*Exercise task*
Pick out each line in the listing below that contains the word "sports", and copy those lines.

*Provided data*
# # #
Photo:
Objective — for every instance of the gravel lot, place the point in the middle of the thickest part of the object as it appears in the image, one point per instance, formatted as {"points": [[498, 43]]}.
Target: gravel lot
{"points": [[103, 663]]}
# # #
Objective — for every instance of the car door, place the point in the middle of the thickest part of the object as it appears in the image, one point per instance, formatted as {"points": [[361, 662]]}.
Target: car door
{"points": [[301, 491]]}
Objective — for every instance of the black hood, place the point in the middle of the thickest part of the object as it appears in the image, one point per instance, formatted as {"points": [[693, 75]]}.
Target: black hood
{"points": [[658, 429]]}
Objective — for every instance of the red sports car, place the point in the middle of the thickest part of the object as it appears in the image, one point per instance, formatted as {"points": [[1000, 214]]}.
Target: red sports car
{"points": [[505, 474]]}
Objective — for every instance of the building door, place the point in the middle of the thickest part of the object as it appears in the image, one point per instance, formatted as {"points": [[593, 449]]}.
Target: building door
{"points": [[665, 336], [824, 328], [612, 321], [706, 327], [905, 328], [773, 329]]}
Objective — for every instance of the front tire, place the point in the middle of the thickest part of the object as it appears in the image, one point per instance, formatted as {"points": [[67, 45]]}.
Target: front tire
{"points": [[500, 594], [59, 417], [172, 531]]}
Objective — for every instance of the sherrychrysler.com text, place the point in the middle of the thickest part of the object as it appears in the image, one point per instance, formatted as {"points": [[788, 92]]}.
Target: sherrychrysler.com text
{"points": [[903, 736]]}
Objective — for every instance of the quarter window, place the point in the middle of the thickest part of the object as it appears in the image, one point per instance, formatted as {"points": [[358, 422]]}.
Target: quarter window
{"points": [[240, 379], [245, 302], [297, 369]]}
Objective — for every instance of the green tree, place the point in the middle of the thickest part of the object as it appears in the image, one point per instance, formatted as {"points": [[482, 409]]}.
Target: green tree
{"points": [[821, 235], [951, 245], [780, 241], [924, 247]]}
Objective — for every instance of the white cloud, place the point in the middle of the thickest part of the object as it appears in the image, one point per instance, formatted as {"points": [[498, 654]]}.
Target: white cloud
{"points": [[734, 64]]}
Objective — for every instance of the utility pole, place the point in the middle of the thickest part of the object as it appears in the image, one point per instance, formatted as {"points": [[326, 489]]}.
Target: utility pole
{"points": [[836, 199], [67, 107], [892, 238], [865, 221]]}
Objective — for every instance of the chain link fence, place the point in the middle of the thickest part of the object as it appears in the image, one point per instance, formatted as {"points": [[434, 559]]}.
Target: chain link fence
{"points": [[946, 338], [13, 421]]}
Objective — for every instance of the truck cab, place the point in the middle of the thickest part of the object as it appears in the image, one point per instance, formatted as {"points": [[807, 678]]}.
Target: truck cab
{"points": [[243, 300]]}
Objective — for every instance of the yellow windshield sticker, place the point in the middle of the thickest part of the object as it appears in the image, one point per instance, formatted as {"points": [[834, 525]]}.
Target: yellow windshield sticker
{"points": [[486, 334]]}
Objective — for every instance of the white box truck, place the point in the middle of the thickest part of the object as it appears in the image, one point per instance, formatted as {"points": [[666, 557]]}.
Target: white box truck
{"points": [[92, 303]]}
# # #
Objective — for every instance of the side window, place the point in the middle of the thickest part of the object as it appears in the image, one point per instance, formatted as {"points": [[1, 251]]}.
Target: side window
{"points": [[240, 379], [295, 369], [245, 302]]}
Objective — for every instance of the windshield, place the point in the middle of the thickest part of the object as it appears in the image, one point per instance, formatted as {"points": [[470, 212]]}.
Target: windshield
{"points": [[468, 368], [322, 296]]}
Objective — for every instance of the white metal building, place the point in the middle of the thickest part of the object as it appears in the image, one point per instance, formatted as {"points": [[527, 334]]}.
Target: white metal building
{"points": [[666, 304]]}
# # #
*Answer*
Objective — for every instance of the red sports car, place the point in the middle of the thickest part of the object as it appears in the image, one point per instance, formatted as {"points": [[1000, 214]]}.
Target: red sports car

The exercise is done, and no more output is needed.